- _Tasks to complete_:
a – Reproduce the passage from the text about Shults's laser photographs, everything from "Over nine months, Shults" down to "these mundane actions.".
b – In the text about Shults's laser photographs, what film speed was the black and white film Shults shot on?
c – Can you translate this sentence from the text about Shults's laser photographs into Spanish: "Over nine months, Shults shadowed scientists working with the laser."

- _Page text_:
- - -

Perhaps for this reason, Shults has always been intrigued by physics. Photographers and physicists, actually, draw on the same basic tools: light, space and optics. When he saw the laser in action, he knew it had to be the subject of his next photography project. “We can’t fly out to the middle of space to see this stuff, but they can use light to bring it here,” says Shults. “That to me is the most fascinating thing I’ve seen in my life.”
Over nine months, Shults shadowed scientists working with the laser. At the time, the facility had just opened, so much of what they were doing involved tweaking instruments. Because lab work doesn't generally make for great action shots, Shults spent many of his days watching scientists walk back and forth from one end of the laser to another making tiny adjustments to optical instruments. The photographer wanted to convey the vital nature of these mundane actions.
“My job is to impart to a viewer what being in the facility and interacting with this device feels like,” says Shults. “And it certainly feels much more grand and dramatic than it probably looks.”
Using an analog rangefinder camera, he shot on high contrast black and white film (1600 ASA) to give his photographs a fine-grained appearance. Creating this visual drama was part effect and part necessity. "It’s not a normal place to take photographs," says Shults. A direct shot of laser light can fry the light sensors in a digital camera. Though laser light can burn a hole in film, with film Shults could just click through to the next film frame, instead of having to replace an entire digital camera in the off chance that he accidentally took a direct shot of the beam.
Coincidentally, the laser room itself had to be shrouded in darkness to view the beam through infrared instruments, and the flashes of laser light in this dark environment only played up the drama. The light becomes a character in the lab, as Ditmire puts it, bouncing off both the equipment and the scientists manipulating it. And, it was this lighting effect that Shults was looking to capture.
The resulting images evoke the science fiction movies of his childhood, with a kind of film noir-esque mystery. Typically presented without captions, they invite the viewer to imagine a storyline driving the images of the scientists-turned-superheroes. Shults calls the series "The Superlative Light," both in reference to the high quality of the laser itself and a theology essay by philosopher Catherine Pickstock—Pickstock uses the phrase to describe the continual creativity of a deity figure.

- - -

- _Record excerpts_:

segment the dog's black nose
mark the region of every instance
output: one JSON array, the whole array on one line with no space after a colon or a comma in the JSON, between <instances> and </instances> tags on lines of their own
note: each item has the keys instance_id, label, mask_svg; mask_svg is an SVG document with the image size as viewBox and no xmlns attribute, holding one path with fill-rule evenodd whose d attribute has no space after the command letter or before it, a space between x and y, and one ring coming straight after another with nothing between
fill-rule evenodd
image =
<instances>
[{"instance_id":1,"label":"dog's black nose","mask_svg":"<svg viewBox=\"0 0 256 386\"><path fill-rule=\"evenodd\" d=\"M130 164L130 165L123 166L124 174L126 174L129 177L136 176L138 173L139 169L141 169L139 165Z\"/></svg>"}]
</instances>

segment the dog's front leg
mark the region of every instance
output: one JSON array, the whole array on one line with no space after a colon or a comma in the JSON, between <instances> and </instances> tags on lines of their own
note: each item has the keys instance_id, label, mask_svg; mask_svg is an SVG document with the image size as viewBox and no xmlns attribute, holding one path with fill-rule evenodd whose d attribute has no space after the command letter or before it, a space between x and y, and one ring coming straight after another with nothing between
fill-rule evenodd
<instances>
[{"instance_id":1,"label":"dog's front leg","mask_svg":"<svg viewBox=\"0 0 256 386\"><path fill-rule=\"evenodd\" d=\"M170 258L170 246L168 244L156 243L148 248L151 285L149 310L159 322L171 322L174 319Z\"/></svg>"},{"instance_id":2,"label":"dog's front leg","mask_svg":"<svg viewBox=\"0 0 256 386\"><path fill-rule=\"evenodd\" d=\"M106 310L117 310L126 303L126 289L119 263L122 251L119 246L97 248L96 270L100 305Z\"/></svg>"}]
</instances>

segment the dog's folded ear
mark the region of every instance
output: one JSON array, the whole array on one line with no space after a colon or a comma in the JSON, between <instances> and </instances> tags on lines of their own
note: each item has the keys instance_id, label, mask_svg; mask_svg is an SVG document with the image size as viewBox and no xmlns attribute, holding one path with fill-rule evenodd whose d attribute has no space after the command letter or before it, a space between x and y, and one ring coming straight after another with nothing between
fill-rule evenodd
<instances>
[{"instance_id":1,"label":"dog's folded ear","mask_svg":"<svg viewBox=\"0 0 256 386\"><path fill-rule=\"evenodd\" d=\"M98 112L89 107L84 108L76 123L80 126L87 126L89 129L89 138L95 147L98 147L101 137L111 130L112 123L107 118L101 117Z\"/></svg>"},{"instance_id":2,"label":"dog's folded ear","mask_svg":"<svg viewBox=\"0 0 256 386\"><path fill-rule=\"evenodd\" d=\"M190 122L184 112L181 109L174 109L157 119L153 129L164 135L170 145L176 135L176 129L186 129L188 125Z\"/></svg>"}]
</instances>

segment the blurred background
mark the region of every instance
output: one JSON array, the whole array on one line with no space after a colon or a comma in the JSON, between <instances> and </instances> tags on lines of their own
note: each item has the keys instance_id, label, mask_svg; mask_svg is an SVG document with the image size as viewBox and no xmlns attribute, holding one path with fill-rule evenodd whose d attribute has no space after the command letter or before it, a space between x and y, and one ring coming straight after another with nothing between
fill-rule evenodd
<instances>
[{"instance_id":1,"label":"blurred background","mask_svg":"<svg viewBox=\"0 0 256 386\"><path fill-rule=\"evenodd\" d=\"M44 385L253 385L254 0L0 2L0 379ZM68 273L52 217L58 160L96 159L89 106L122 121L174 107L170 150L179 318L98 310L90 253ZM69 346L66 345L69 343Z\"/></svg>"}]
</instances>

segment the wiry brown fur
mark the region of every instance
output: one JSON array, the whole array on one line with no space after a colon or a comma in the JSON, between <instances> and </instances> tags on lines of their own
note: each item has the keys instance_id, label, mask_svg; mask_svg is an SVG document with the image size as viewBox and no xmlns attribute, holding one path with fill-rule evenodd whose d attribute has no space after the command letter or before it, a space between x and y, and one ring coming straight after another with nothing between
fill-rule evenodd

- - -

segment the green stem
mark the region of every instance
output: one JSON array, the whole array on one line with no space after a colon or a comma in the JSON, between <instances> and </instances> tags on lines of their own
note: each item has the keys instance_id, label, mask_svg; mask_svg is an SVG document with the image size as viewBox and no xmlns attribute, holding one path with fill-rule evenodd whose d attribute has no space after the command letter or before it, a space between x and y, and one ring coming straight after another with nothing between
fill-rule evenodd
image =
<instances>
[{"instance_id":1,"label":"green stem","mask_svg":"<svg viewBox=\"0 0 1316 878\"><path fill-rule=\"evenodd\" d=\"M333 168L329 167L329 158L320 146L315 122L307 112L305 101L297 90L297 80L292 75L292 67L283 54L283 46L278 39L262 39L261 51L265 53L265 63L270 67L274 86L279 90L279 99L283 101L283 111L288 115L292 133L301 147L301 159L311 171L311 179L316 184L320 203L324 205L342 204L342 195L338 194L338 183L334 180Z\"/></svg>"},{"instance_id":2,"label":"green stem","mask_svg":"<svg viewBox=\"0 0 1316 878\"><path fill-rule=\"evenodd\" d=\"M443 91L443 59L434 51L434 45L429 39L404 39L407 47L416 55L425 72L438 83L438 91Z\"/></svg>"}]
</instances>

- - -

- _Answers provided_:
a –
Over nine months, Shults shadowed scientists working with the laser. At the time, the facility had just opened, so much of what they were doing involved tweaking instruments. Because lab work doesn't generally make for great action shots, Shults spent many of his days watching scientists walk back and forth from one end of the laser to another making tiny adjustments to optical instruments. The photographer wanted to convey the vital nature of these mundane actions.

b – 1600 ASA

c – Durante nueve meses, Shults siguió de cerca a los científicos que trabajaban con el láser.